WHAT YOU WILL DO = Whenever a line below includes the string "spot", show it.

SUPPLIED INFORMATION =
==================================================

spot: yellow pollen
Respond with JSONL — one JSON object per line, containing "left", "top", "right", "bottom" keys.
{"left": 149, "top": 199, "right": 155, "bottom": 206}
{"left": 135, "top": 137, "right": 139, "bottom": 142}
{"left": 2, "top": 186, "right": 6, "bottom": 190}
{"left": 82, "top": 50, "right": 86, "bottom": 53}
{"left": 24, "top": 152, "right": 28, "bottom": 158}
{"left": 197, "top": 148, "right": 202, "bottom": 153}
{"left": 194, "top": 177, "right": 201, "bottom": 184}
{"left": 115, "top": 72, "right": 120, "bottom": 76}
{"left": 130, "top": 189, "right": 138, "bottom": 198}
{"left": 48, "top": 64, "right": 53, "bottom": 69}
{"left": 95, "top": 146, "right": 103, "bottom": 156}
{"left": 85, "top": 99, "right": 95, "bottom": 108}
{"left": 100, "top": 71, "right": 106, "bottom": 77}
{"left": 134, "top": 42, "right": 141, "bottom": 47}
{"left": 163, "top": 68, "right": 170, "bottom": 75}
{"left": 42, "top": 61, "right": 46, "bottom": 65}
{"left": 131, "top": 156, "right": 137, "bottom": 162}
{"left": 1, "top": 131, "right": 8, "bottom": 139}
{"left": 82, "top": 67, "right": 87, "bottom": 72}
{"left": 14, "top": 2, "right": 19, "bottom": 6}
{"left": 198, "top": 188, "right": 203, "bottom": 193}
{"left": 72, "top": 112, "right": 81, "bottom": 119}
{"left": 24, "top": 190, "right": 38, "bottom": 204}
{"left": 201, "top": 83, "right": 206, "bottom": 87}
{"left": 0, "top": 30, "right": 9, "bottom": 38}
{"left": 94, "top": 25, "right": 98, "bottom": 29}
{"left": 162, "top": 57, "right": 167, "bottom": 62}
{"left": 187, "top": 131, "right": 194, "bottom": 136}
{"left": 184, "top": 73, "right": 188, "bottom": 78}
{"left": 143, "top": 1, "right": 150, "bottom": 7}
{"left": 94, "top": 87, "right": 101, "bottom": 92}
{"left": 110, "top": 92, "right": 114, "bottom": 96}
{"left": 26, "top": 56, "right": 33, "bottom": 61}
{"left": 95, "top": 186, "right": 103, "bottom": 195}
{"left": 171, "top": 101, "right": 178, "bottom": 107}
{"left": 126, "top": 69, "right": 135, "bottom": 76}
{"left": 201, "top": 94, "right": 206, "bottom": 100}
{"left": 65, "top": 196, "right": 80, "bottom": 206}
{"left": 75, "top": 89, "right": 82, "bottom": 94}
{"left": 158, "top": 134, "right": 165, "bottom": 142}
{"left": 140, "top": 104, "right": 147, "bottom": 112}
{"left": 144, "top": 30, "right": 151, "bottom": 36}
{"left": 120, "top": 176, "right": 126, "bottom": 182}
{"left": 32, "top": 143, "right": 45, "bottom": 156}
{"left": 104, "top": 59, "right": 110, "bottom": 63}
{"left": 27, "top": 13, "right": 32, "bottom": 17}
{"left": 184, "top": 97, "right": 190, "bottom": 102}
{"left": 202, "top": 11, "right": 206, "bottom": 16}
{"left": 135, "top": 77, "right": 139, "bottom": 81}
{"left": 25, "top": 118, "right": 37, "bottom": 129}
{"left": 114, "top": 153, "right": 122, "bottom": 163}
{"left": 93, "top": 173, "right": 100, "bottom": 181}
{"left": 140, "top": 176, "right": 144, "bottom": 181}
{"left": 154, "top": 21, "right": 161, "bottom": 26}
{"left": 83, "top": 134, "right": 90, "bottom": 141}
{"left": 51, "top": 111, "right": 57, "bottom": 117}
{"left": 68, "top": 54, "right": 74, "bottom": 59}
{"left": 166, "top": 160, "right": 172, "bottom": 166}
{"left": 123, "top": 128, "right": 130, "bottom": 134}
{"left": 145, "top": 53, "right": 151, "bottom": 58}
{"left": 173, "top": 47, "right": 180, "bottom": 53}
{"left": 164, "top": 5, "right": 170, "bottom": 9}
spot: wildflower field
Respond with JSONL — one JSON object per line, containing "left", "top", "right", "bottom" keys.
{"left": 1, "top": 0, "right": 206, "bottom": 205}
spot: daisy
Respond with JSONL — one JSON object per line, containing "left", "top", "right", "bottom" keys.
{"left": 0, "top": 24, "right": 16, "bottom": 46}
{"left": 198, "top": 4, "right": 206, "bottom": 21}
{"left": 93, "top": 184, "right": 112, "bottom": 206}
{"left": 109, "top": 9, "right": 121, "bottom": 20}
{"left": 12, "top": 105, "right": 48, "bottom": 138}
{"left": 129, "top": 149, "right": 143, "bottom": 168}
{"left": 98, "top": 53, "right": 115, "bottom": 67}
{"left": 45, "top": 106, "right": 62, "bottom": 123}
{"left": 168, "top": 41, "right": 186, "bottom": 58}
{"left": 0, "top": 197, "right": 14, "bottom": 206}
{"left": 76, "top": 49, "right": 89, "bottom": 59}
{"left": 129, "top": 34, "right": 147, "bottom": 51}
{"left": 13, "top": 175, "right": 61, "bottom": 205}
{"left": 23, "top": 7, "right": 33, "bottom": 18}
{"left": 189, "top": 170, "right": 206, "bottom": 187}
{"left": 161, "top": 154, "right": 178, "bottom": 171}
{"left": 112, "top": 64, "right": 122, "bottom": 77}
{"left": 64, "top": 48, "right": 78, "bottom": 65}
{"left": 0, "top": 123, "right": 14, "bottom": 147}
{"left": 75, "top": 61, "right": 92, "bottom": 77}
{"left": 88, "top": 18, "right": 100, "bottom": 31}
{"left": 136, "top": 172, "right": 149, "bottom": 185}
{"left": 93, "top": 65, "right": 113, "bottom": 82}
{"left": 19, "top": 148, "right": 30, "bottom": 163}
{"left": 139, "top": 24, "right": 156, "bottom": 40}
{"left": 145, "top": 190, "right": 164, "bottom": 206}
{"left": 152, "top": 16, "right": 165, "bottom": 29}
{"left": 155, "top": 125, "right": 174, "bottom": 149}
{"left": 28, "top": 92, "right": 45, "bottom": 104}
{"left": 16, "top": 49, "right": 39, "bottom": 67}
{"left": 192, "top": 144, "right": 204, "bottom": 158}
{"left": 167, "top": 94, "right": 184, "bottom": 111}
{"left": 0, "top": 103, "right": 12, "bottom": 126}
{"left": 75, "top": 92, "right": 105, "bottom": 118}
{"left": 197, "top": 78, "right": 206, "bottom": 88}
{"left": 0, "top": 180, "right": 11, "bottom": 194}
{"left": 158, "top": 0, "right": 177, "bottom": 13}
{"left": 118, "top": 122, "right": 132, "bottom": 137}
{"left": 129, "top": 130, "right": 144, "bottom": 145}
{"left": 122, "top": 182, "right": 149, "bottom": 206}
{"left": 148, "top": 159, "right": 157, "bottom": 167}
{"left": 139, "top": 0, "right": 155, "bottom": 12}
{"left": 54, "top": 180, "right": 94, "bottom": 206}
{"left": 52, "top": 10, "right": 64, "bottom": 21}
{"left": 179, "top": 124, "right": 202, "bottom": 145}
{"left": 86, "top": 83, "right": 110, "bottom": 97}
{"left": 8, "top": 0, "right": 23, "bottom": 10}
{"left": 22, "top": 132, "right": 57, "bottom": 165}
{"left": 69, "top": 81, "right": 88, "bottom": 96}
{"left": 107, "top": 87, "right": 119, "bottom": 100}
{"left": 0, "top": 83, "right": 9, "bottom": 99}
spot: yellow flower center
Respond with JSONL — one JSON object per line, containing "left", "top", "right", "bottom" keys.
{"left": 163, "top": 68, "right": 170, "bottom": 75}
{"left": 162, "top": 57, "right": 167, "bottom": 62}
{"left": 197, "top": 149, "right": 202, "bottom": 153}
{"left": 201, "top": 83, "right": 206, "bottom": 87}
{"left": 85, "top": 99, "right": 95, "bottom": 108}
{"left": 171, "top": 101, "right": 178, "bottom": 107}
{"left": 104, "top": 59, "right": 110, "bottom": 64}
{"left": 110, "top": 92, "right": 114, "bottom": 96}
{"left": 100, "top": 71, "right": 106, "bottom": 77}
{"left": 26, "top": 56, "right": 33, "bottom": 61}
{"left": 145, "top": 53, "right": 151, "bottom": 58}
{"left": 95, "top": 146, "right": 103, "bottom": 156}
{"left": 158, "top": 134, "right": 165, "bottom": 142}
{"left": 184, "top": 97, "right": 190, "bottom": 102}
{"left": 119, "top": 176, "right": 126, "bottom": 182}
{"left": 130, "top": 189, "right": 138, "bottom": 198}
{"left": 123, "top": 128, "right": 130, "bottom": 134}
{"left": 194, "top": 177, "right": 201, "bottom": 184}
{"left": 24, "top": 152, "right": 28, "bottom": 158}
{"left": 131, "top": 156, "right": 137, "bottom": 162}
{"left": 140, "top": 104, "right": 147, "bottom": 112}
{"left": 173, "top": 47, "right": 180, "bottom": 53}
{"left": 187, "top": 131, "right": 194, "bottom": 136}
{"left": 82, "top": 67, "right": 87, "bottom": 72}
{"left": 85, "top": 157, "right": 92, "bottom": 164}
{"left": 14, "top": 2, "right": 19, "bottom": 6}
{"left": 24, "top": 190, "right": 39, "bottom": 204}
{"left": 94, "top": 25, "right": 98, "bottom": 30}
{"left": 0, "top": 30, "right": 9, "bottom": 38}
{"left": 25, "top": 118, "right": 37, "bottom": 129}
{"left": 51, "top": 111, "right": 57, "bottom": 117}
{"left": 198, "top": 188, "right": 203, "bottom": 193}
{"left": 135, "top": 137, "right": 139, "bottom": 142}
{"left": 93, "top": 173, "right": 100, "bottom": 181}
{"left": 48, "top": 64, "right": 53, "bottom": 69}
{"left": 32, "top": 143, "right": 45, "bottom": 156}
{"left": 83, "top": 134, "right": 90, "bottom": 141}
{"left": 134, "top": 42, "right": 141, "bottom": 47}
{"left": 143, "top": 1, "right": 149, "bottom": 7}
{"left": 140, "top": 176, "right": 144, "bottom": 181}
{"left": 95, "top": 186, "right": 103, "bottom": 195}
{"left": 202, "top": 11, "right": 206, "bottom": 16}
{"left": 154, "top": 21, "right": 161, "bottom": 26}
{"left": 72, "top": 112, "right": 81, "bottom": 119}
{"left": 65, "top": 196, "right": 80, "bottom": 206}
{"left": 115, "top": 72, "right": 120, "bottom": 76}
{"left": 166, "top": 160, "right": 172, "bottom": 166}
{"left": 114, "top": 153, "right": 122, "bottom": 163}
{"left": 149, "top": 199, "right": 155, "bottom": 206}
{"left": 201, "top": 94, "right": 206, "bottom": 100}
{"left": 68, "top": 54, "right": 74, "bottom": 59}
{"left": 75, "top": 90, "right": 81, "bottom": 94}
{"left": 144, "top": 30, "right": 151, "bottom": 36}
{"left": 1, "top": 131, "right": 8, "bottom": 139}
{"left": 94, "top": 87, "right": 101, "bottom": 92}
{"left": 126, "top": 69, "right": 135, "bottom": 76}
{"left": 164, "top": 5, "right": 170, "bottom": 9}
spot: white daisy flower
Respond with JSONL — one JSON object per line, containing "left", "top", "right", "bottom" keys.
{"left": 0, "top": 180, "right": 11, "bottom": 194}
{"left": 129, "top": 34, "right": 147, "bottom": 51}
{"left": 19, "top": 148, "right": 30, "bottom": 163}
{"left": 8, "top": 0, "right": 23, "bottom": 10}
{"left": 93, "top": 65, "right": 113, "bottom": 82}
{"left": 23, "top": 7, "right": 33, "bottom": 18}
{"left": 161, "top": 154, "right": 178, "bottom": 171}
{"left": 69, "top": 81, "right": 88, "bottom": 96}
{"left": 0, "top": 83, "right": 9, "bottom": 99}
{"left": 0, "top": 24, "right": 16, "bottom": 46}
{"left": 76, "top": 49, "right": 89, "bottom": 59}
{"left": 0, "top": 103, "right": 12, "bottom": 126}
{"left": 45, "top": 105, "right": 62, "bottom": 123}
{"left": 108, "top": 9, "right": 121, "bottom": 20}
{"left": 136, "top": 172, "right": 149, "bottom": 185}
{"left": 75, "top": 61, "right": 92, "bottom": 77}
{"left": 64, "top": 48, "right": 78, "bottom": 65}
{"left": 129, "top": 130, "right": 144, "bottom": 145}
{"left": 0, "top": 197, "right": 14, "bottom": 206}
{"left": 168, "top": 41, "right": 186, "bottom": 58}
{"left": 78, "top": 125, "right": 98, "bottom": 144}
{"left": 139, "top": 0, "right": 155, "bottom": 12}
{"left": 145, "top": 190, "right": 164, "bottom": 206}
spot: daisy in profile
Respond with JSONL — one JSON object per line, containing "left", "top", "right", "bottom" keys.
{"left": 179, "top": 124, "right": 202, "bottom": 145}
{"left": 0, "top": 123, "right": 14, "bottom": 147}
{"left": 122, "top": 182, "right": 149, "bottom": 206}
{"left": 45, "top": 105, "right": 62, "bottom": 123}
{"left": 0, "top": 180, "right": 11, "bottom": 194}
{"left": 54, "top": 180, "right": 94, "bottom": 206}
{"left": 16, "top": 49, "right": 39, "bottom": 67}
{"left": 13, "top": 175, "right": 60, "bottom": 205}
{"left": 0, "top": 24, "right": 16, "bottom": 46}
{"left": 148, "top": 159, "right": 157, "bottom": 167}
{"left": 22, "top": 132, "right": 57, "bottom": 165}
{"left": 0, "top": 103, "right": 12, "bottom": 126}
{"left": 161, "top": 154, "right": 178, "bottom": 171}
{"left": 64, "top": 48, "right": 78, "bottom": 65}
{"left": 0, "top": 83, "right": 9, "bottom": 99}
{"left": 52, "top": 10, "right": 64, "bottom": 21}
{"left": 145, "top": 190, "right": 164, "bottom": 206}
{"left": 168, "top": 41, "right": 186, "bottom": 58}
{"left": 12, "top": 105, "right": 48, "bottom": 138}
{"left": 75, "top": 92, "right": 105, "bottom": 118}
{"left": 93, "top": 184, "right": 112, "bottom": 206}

==================================================

YOUR RESPONSE =
spot: yellow pollen
spot: wildflower field
spot: daisy
spot: yellow flower center
spot: white daisy flower
spot: daisy in profile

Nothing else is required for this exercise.